YOUR OBJECTIVE »
Turn all of the data below into a Markdown table with two columns, No. and Line, giving each line its own numbered row and leaving out blank lines.
## Begin
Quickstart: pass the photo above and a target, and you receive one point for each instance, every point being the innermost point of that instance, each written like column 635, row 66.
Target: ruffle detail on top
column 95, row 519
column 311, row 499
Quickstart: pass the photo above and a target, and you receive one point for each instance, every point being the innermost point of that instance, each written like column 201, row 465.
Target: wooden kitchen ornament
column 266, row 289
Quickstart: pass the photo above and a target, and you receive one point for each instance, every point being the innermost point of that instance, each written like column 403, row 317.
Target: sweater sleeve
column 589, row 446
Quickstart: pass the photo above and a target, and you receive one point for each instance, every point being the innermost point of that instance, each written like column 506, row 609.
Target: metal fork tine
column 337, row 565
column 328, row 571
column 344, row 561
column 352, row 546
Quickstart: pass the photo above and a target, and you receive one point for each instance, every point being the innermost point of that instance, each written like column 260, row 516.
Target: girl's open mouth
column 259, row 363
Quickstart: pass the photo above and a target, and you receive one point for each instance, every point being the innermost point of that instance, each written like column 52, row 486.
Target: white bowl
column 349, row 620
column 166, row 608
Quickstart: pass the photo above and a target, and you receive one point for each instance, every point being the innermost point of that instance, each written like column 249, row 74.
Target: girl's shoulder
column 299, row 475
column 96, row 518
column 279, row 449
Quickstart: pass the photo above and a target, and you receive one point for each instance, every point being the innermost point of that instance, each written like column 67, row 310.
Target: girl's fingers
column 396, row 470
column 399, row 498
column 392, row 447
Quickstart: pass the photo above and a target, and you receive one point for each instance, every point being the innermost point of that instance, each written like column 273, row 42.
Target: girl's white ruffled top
## End
TASK RESULT »
| No. | Line |
|---|---|
| 1 | Quickstart: pass the photo above and a target, and you receive one point for each instance, every point being the innermost point of that instance, each written like column 635, row 66. |
| 2 | Target: ruffle detail on top |
| 3 | column 95, row 519 |
| 4 | column 311, row 499 |
| 5 | Quickstart: pass the photo above and a target, and you receive one point for each instance, every point being the innermost point of that instance, each written like column 201, row 465. |
| 6 | Target: wooden kitchen ornament |
| 7 | column 266, row 289 |
| 8 | Quickstart: pass the photo above and a target, and you receive one point for each instance, every point being the innermost point of that instance, each written like column 403, row 317. |
| 9 | Target: sweater sleeve |
| 10 | column 589, row 446 |
| 11 | Quickstart: pass the photo above and a target, and you receive one point for each instance, every point being the innermost point of that instance, each written like column 506, row 609. |
| 12 | Target: metal fork tine |
| 13 | column 337, row 565 |
| 14 | column 328, row 571 |
| 15 | column 344, row 561 |
| 16 | column 352, row 546 |
| 17 | Quickstart: pass the photo above and a target, and you receive one point for each instance, every point being the innermost point of that instance, each written like column 260, row 516. |
| 18 | Target: girl's open mouth |
| 19 | column 259, row 363 |
| 20 | Quickstart: pass the photo above and a target, and you receive one point for each instance, every point being the innermost point of that instance, each written like column 52, row 486. |
| 21 | Target: white bowl |
| 22 | column 349, row 620 |
| 23 | column 166, row 608 |
| 24 | Quickstart: pass the photo above and a target, and you receive one point for each instance, every point being the innermost point of that instance, each written like column 249, row 74. |
| 25 | Target: girl's shoulder |
| 26 | column 299, row 475 |
| 27 | column 96, row 518 |
| 28 | column 279, row 449 |
| 29 | Quickstart: pass the photo above and a target, and you receive one point for each instance, every point being the innermost point of that instance, each written like column 67, row 310. |
| 30 | Target: girl's fingers |
| 31 | column 396, row 470 |
| 32 | column 399, row 498 |
| 33 | column 392, row 447 |
| 34 | Quickstart: pass the photo above and a target, and you receive one point for each instance, every point being the innermost point of that instance, each written like column 273, row 42. |
| 35 | Target: girl's white ruffled top |